• [DOCUMENT TEXT]
** Begin **
Forcing Functions Without Exponential Factors

We begin with the case where \(\lambda=0\) in Equation \ref{eq:5.5.1} ; thus, we we want to find a particular solution of

\[\label{eq:5.5.2} ay''+by'+cy=P(x)\cos\omega x+Q(x)\sin\omega x, \]

where \(P\) and \(Q\) are polynomials.

Differentiating \(x^r\cos\omega x\) and \(x^r\sin\omega x\) yields

\[{d\over dx}x^r\cos\omega x=-\omega x^r\sin\omega x+ rx^{r-1}\cos\omega x \nonumber \]

and

\[ {d\over dx}x^r\sin\omega x=\phantom{-}\omega x^r\cos\omega x+ rx^{r-1}\sin\omega x. \nonumber \]

This implies that if

\[y_p=A(x)\cos\omega x+B(x)\sin\omega x\nonumber \]

where \(A\) and \(B\) are polynomials, then

\[ay_p''+by_p'+cy_p=F(x)\cos\omega x+G(x)\sin\omega x,\nonumber \]

where \(F\) and \(G\) are polynomials with coefficients that can be expressed in terms of the coefficients of \(A\) and \(B\). This suggests that we try to choose \(A\) and \(B\) so that \(F=P\) and \(G=Q\), respectively. Then \(y_p\) will be a particular solution of Equation \ref{eq:5.5.2}. The next theorem tells us how to choose the proper form for \(y_p\). For the proof see Exercise 5.5.37.
** End **
• [SET PROBLEM] According to the text on forcing functions without exponential factors, which exercise holds the proof of the theorem that tells how to choose the form for y_p?

• [INFORMATION SHOWN]
** Begin **
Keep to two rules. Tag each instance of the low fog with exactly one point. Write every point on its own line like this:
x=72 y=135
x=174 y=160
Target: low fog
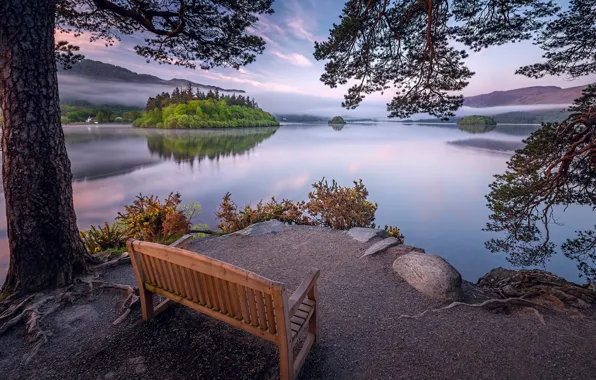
** End **
• [WRITTEN SOLUTION] Exercise 5.5.37